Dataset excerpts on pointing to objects
>> Start
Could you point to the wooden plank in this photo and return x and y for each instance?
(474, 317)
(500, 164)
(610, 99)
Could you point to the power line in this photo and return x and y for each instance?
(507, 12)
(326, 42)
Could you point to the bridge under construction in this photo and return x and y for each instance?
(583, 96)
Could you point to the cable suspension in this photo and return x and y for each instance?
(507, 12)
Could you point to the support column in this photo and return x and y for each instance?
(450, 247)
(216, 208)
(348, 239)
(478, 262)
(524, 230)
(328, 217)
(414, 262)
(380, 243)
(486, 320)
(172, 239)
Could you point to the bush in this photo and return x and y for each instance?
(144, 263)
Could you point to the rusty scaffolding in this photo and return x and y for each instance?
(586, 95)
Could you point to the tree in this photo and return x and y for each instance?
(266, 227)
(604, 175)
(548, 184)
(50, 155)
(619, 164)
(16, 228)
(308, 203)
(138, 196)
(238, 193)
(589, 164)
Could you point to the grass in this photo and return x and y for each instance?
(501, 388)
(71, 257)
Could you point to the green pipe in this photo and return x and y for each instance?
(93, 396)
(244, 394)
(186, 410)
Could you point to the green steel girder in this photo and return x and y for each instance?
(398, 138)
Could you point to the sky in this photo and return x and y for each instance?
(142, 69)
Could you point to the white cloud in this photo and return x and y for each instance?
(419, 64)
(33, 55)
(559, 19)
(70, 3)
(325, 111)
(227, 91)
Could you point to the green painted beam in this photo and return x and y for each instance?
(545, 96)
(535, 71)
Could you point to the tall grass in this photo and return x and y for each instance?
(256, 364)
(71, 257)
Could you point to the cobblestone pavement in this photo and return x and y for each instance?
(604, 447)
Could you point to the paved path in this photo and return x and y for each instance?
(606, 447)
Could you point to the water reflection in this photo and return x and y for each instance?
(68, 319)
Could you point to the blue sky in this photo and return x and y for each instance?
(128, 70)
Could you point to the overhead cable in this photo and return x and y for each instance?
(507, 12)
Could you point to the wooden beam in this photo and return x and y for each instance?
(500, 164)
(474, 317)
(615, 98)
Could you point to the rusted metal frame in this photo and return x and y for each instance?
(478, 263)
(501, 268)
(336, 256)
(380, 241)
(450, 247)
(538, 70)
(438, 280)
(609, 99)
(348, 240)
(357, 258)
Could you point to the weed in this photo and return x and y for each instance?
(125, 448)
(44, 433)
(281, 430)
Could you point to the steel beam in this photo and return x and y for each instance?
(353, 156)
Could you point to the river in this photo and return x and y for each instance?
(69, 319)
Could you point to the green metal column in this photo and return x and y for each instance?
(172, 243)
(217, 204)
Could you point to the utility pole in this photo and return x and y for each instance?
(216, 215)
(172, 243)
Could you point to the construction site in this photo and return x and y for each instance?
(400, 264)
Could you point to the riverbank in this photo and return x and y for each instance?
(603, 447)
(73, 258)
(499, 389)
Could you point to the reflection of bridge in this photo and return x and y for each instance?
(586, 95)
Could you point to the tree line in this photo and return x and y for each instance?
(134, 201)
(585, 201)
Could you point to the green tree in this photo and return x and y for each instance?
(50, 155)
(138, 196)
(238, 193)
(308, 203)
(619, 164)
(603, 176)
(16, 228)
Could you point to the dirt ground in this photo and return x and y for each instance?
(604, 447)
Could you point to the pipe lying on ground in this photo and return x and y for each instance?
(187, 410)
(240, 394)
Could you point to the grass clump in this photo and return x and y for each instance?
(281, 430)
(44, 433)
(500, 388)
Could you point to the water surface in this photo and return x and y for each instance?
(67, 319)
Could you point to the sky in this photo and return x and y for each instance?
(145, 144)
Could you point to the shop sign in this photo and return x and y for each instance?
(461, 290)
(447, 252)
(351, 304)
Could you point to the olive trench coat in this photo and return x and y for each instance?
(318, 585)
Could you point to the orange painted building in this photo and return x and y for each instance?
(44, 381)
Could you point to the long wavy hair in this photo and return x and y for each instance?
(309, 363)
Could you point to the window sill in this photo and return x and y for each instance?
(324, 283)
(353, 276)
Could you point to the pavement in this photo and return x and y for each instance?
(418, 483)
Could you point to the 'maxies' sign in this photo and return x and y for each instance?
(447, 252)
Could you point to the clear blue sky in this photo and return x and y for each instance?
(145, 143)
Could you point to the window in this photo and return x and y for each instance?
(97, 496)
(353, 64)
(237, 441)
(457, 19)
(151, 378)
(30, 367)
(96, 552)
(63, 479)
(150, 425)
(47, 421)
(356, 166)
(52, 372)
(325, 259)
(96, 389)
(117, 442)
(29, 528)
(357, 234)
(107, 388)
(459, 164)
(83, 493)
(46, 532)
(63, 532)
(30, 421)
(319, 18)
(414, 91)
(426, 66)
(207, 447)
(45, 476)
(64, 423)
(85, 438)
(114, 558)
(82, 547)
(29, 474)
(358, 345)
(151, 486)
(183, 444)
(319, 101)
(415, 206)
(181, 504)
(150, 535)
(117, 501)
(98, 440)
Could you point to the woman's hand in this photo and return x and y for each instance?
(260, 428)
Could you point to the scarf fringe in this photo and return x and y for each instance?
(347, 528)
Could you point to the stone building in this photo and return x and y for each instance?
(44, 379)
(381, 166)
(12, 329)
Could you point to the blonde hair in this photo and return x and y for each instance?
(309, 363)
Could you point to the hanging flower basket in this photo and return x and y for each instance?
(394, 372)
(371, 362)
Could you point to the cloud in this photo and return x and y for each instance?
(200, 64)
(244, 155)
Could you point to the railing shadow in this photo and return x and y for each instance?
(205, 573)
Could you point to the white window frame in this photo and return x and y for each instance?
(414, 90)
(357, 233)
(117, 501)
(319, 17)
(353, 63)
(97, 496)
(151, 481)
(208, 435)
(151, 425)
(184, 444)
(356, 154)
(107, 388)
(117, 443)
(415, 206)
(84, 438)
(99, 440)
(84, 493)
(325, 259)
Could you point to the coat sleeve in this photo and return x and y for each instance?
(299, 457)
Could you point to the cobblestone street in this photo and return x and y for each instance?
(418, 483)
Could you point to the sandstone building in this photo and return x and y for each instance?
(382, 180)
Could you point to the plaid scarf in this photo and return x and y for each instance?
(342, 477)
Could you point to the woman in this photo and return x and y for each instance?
>> End
▸ **Aim of the task**: Revise the data above so that every "return x and y" becomes "give the coordinates", leaving all else untouched.

▸ **The answer**:
Could you point to the wooden plank in this photo and give the coordinates for each instance?
(474, 317)
(500, 164)
(610, 99)
Could you point to the power line in this photo and give the coordinates for each instance?
(507, 12)
(326, 42)
Could you point to the bridge under construction in this photo and give the coordinates for each instance?
(583, 96)
Could you point to the cable suspension in this photo and give the coordinates for each instance?
(507, 12)
Could you point to the support column in this photo and give the coordinates for each instance?
(450, 247)
(216, 208)
(348, 239)
(478, 262)
(524, 230)
(328, 217)
(414, 262)
(380, 243)
(486, 320)
(172, 239)
Could you point to the bush in this photo and give the coordinates for each instance?
(144, 263)
Could you point to the rusty scaffolding in this photo and give the coordinates for each instance?
(586, 95)
Could you point to the tree in this photo and give the coordinates for each instance?
(266, 227)
(604, 175)
(548, 184)
(50, 155)
(619, 164)
(16, 228)
(308, 203)
(138, 196)
(238, 193)
(589, 164)
Could you point to the grass in this photo and give the coordinates for each instance?
(501, 388)
(71, 257)
Could you point to the green pipe in this photo and give the coordinates for each instance?
(93, 396)
(244, 394)
(186, 410)
Could you point to the green steel girder in this photo and give the coordinates for each instance?
(398, 138)
Could you point to the sky in this photo and give the coordinates for each instance?
(142, 69)
Could you point to the white cloud in this photo and give the coordinates for each instance?
(419, 64)
(33, 55)
(559, 19)
(70, 3)
(325, 111)
(227, 91)
Could you point to the green painted beam in this photo and give the coordinates for each instance?
(545, 96)
(535, 71)
Could you point to the tall grass in this photo and give the coordinates for each instance?
(256, 364)
(71, 257)
Could you point to the cobblestone pavement in this photo and give the coordinates for each instance?
(604, 447)
Could you point to the paved path in this photo and give the coordinates for each instance?
(606, 447)
Could you point to the water reflection in this photo and give the coordinates for each instance?
(68, 319)
Could you point to the blue sky in this photo and give the coordinates for each instance?
(128, 70)
Could you point to the overhead cable in this photo and give the coordinates for each instance?
(507, 12)
Could you point to the wooden beam in this photo and give the coordinates for each instance?
(500, 164)
(474, 317)
(615, 98)
Could you point to the rusted metal frame in this photo and give the coordinates for each instance?
(478, 263)
(501, 268)
(336, 256)
(380, 241)
(450, 247)
(538, 70)
(438, 280)
(609, 99)
(348, 240)
(357, 258)
Could you point to the weed in this photo and give the coordinates for each instance?
(125, 448)
(44, 433)
(281, 430)
Could you point to the steel beam in this photo and give the coordinates for each instance?
(353, 156)
Could you point to the river in this photo and give the coordinates for each instance?
(69, 319)
Could you point to the green metal column in this photo and give the coordinates for each instance?
(172, 243)
(217, 204)
Could you point to the utility pole in this photo and give the coordinates for each instance?
(216, 215)
(172, 243)
Could you point to the construction site in this photo and give the coordinates for each instance?
(400, 264)
Could you point to the riverbank in this photo and give the coordinates for each instance?
(603, 447)
(73, 258)
(499, 389)
Could you point to the reflection of bridge in this photo and give the coordinates for each instance?
(586, 95)
Could you point to the tree line in this photo and give the coordinates for each instance?
(134, 201)
(585, 201)
Could you point to the green tree in this photo and give the coordinates for each instance?
(50, 155)
(138, 196)
(238, 193)
(308, 203)
(619, 164)
(603, 176)
(16, 228)
Could you point to the dirt ground in this photo and give the coordinates for each instance?
(604, 447)
Could you point to the pipe lying on ground in this photo and give the coordinates for each instance?
(187, 410)
(240, 394)
Could you point to the grass clump in this photo and give the coordinates for each instance?
(281, 430)
(44, 433)
(500, 388)
Could you point to the water surface in this photo and give the coordinates for each instance?
(67, 319)
Could you point to the sky in this photo and give the coordinates for each instance?
(145, 144)
Could you point to the shop sign in this photo and give the coordinates for each instance?
(461, 290)
(447, 252)
(351, 304)
Could you point to the olive trench coat in this photo and give the coordinates for each instance?
(318, 585)
Could you point to the orange painted building in this photo and give the coordinates for each instance?
(44, 381)
Could you point to the long wavy hair in this photo and give the coordinates for each instance?
(309, 363)
Could you point to the window sill in this photo and give the coordinates for each instance?
(324, 283)
(353, 276)
Could you point to the pavement in this photo and give the coordinates for each instance?
(418, 483)
Could you point to the 'maxies' sign in this photo and give the coordinates for each instance?
(447, 252)
Could you point to the clear blue sky in this photo and give the coordinates for each instance?
(145, 143)
Could you point to the window in this photo and give the coordinates for each instance?
(97, 496)
(353, 64)
(237, 441)
(457, 19)
(151, 378)
(30, 367)
(96, 552)
(63, 479)
(150, 425)
(47, 421)
(356, 166)
(52, 372)
(325, 259)
(96, 389)
(117, 442)
(29, 528)
(357, 234)
(107, 388)
(459, 164)
(83, 493)
(46, 532)
(63, 532)
(30, 421)
(319, 18)
(414, 91)
(426, 66)
(207, 447)
(45, 476)
(64, 423)
(85, 438)
(114, 558)
(82, 547)
(29, 474)
(358, 345)
(151, 486)
(183, 444)
(319, 101)
(415, 206)
(181, 504)
(150, 535)
(117, 501)
(98, 440)
Could you point to the woman's hand in this photo and give the coordinates for each instance?
(260, 428)
Could you point to the scarf fringe in this photo and give the coordinates for each instance?
(347, 528)
Could you point to the stone building in this photo and give the coordinates for each instance?
(44, 379)
(381, 166)
(12, 329)
Could you point to the blonde hair in this photo and give the coordinates for each instance?
(309, 363)
Could you point to the hanging flower basket in this photo and give the coordinates for each instance?
(394, 372)
(371, 362)
Could you point to the cloud in this photo and give the coordinates for each instance?
(200, 64)
(244, 155)
Could you point to the railing shadow in this photo and give the coordinates for each instance?
(205, 573)
Could you point to the white window frame in this photo and give the coordinates for each instance?
(414, 90)
(357, 233)
(117, 501)
(319, 17)
(353, 63)
(97, 496)
(151, 481)
(208, 435)
(151, 425)
(184, 444)
(356, 154)
(107, 388)
(117, 443)
(415, 206)
(84, 438)
(99, 440)
(84, 493)
(325, 259)
Could you point to the coat sleeve in this photo and give the coordinates for each instance?
(299, 457)
Could you point to the cobblestone street in this photo and give the coordinates for each instance?
(418, 483)
Could you point to the sandstone building in this photo and give the coordinates for each instance?
(382, 180)
Could you point to the plaid scarf in this photo and give the coordinates for each instance?
(342, 477)
Could you point to the woman in this photo and give the coordinates for each instance?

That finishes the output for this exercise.